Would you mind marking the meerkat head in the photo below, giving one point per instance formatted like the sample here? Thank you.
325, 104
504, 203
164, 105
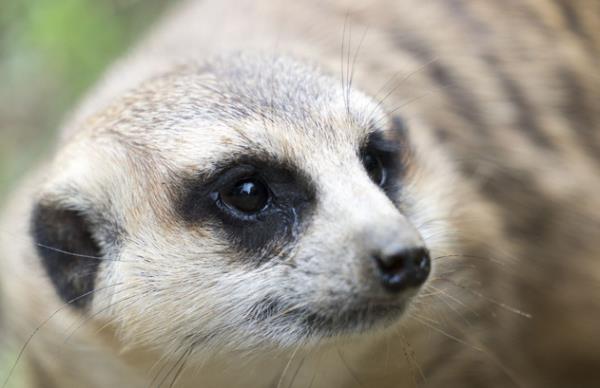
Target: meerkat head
248, 201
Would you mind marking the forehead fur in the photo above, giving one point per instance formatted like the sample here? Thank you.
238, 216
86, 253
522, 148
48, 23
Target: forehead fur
231, 102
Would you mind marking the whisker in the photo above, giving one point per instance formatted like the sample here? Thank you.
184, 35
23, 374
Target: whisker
44, 323
350, 371
491, 300
287, 366
444, 333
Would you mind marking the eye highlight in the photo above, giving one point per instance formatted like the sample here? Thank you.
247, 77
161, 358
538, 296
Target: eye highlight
374, 167
248, 195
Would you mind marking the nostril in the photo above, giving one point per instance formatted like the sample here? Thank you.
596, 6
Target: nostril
404, 269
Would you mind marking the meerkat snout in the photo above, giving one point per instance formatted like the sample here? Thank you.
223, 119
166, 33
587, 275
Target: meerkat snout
403, 269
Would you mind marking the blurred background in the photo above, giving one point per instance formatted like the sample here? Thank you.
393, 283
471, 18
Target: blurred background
51, 51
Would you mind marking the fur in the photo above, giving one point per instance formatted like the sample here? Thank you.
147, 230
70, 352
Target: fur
497, 176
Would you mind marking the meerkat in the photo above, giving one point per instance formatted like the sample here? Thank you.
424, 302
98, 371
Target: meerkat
321, 194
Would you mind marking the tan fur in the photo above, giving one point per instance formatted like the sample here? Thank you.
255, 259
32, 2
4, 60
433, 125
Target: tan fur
500, 104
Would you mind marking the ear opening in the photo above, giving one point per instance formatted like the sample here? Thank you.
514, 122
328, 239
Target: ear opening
68, 251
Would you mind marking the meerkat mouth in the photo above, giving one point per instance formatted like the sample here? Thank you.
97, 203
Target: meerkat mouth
354, 318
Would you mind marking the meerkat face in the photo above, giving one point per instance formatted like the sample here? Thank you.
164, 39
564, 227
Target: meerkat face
233, 208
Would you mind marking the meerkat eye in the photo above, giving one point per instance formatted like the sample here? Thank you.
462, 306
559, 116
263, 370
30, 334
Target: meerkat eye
247, 195
374, 167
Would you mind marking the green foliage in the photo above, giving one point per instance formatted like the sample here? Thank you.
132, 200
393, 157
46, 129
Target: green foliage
50, 52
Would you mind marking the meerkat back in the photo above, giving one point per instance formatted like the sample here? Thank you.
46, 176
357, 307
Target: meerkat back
321, 194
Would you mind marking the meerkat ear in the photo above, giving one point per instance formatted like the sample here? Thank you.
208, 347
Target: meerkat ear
68, 250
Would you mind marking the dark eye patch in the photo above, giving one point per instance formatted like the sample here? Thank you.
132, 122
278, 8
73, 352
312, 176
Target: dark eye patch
255, 233
389, 147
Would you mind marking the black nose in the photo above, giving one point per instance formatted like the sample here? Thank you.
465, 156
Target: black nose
404, 269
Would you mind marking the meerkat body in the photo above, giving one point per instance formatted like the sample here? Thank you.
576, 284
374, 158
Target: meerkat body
254, 196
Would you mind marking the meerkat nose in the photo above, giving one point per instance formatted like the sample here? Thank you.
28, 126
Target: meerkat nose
403, 269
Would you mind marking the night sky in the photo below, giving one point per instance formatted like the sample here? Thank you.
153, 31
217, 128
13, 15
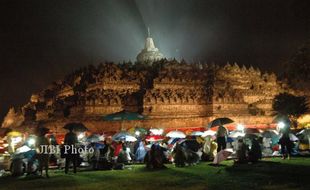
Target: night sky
41, 41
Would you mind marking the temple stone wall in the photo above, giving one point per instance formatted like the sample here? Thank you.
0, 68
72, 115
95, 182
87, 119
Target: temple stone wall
172, 94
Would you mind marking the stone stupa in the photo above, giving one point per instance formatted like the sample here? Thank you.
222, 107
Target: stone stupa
150, 53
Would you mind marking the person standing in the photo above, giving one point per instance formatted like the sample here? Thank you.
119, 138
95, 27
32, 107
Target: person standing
43, 157
221, 136
285, 142
70, 141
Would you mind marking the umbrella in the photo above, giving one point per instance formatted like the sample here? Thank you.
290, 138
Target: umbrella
4, 131
75, 126
156, 131
304, 132
42, 131
197, 133
124, 136
137, 131
293, 137
14, 134
154, 138
236, 134
191, 144
208, 133
176, 134
220, 121
270, 134
222, 155
251, 136
251, 130
95, 138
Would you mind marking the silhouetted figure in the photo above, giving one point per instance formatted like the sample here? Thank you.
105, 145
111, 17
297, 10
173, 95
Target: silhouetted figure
285, 142
43, 157
255, 152
155, 157
221, 136
242, 149
70, 141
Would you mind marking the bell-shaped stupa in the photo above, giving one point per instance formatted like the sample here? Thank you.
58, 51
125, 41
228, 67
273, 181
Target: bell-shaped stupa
150, 53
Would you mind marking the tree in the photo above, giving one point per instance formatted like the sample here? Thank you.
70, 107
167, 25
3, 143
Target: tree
291, 106
298, 68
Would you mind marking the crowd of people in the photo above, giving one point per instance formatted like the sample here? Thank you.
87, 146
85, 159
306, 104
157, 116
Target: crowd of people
110, 154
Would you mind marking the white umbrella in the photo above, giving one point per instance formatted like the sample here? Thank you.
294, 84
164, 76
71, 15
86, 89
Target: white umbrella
124, 136
293, 137
130, 139
156, 131
222, 155
209, 133
176, 134
236, 134
197, 133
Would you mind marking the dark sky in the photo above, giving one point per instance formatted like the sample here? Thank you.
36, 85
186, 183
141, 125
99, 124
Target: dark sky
41, 41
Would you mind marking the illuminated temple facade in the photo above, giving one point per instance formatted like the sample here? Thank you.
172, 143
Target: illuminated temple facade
172, 94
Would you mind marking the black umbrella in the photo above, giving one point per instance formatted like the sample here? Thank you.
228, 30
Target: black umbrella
42, 131
251, 136
220, 121
76, 127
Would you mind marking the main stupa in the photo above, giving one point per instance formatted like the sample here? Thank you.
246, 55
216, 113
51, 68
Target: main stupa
150, 53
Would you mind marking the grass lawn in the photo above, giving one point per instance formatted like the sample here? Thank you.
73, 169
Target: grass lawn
271, 173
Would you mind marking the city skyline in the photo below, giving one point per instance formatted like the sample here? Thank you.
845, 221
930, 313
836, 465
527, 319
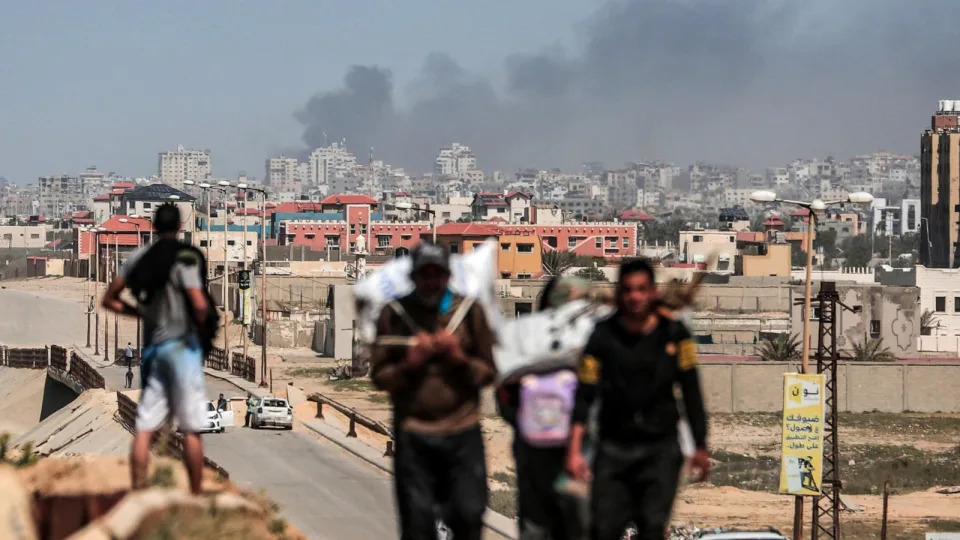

§ **Given problem**: Switch "formatted like the sample here" to "in the same format as the sample here" everywhere in the rows above and write them all out again with nothing else changed. Leave out the pictures.

§ **Output for this task**:
Would you mind marking the meerkat head in the photo below, giving one point per instance in the same format as the sample here? Thank you.
325, 104
504, 203
164, 105
Target: meerkat head
248, 201
Would you mind marking the forehead fur in the photo above, giving one point per instance in the same format as the sample here? Thank you.
238, 216
86, 253
522, 148
48, 23
Target: forehead fur
231, 102
Would you mind marking the whisker in the photo above, giving one point per instance in the same format as the sample here? Thank you.
184, 35
23, 374
Target: whisker
44, 323
350, 371
491, 300
287, 366
444, 333
Would you mind marking the eye highlight in the photo above, giving one point per instance in the same format as the sample here? Thank you.
247, 77
161, 358
538, 296
Target: eye highlight
374, 167
248, 195
Would you mind marking the nostril in the photo above, giving one point per instance in the same format as the sample here? Thank you.
596, 6
Target: nostril
404, 269
Would you mind marking the meerkat snout in the photo above, giving one point per instance in the same format as the sample here? Thank you.
223, 119
166, 33
587, 275
Target: meerkat snout
403, 269
Would you mind marking the blurred background in the photo above, giving one point per instance in the same format as the sample here? Thank you.
393, 283
471, 18
Target: blurred background
51, 51
Would you mind marking the fur in the photo above, giving one point per instance in the same format as the sample here? Thank you.
147, 230
70, 352
Target: fur
497, 176
Would you mind marking the meerkat in the photo above, giving one point per instance in the same format as the sample here? Thank you.
424, 302
98, 371
Target: meerkat
321, 194
Would you mind marking the tan fur in the photo above, giving one point per instance in the same format as the sample here? Thank you.
255, 259
32, 2
4, 60
433, 125
Target: tan fur
500, 104
Would you mind marking the ear opening in the photo above, giving one point per instance in the same format as the sample here? Thank you.
514, 122
328, 239
Target: ear opening
68, 251
Would you mind marking the meerkat mouth in the photo above, giving one point per instance in the same format as the sample here? Thank you.
97, 203
Target: meerkat mouth
354, 318
Would you mind marking the meerkat face in the photo above, giving one point per instance in the same format as the sample here? Thank you.
164, 39
564, 227
Target: meerkat face
233, 208
Would you mind marking the meerkat eye in the photo above, giving one point per instance in the same format as the sample here? Thank you.
462, 306
559, 116
263, 370
30, 334
Target: meerkat eye
247, 195
374, 167
Would you mind marking the green foliage in the photo above, giving one point per instance in the same format as the sample here? Thank you.
132, 200
393, 157
46, 129
Target: green foliage
50, 52
Would you mind marking the meerkat back in the photo above, giving one point per instance in the same format as the sample here? Thank you.
46, 176
357, 307
Target: meerkat back
321, 194
Would you mind marking the meerkat ear in the photo above, giving one point per instance in the same format as the sample here? Thank you.
208, 347
Target: meerkat ear
68, 250
Would you mind marking the dark eye patch in the photo above, giving one point per instance in the same format as the sample here? Thank you.
132, 122
278, 8
73, 352
312, 176
Target: dark eye patch
255, 233
389, 147
Would you mind marking the black nose in the photo above, giving one point per instance in the same format as the sample here? Thank you.
465, 156
Target: black nose
404, 269
Would you mind marking the meerkat body in the photo above, giving one point per instance in the same format as the sample here? Thank you.
576, 284
374, 158
Target: meerkat body
254, 196
Would you mind marking the meerkat nose in the photo above, giving one point per instance in the same format as the sample here? Thank you.
28, 126
Target: meerkat nose
403, 269
Would you mind marking the night sky in the photo below, giving one point per instance in the same format as the sample here? Thank you.
153, 31
217, 128
13, 15
Target: night sky
41, 41
Would you mind marking the temple stone wall in the photo above, giving one point per instance in the same format as the sample here? Thank you.
0, 68
72, 115
95, 182
87, 119
Target: temple stone wall
172, 94
Would you mind marking the stone stupa in the photo above, giving one point per instance in the same format as the sample here? Thank you.
222, 107
Target: stone stupa
150, 53
Would you mind marking the person standing in the photo above, giving one point per instance in the same format as the sample here? Thank you.
119, 138
95, 27
32, 107
Target: person standing
43, 157
221, 136
285, 142
70, 141
Would you mind marking the umbrella in the photo above, giving one point per instance in the same format as the sample here? Thank you.
290, 138
Target: umbrella
4, 131
75, 126
156, 131
304, 132
42, 131
197, 133
124, 136
137, 131
293, 137
14, 134
154, 138
236, 134
191, 144
208, 133
176, 134
220, 121
270, 134
222, 155
251, 136
251, 130
95, 138
Would you mind marking the silhouetted figure in the photo above, giving one point per instance in the same format as the sample here? Thank you.
105, 145
111, 17
297, 10
173, 95
Target: silhouetted figure
285, 142
43, 157
255, 152
155, 157
221, 136
242, 149
70, 141
Would you mind marking the bell-shaped stupa in the photo above, giving one point per instance in the same format as the sample here? Thank you.
58, 51
125, 41
228, 67
273, 181
Target: bell-shaped stupa
150, 53
Would you mind marking the tree in the photo above, giving one point per instance in the same format as the sample here? Thank you.
70, 107
167, 25
3, 143
Target: tree
291, 106
298, 68
Would you mind marking the crowd of people in the photo above, giving one point per instance in the same format as the sample here? Thank you.
87, 146
85, 159
306, 104
157, 116
Target: crowd of people
110, 154
Would you mind marking the white umbrella in the photo above, giving one point per instance in the same format as the sample here? Thank you.
294, 84
164, 76
71, 15
86, 89
Target: white umbrella
124, 136
293, 137
130, 139
156, 131
222, 155
209, 133
176, 134
236, 134
197, 133
Would you mind marking the dark sky in the photo above, giving one point per instance in the same format as the sample here? Thank you.
36, 85
186, 183
141, 125
99, 124
Target: dark sky
41, 41
Would you mind marking the illuminated temple facade in the photo above, giving one point per instance in the same format as the sample here? Thank you.
172, 143
Target: illuminated temple facade
172, 94
Would you mind marking the black umbrella in the photo above, giving one point per instance in the same format as the sample here? Thank you.
228, 30
Target: black umbrella
42, 131
251, 136
220, 121
76, 127
Would you mind marking the main stupa in the photo above, giving one point per instance in the same format as the sample here? Thank you.
246, 55
216, 113
51, 68
Target: main stupa
150, 53
Would you mind marking the grass lawn in the photo above, giving one point per instance in the same format as the sample here? Thank you.
73, 169
Target: grass lawn
271, 173
Would you mind marking the city skyline in the photo below, giving one point per instance in the same format as the sample here? Thank you.
845, 221
930, 313
836, 465
527, 319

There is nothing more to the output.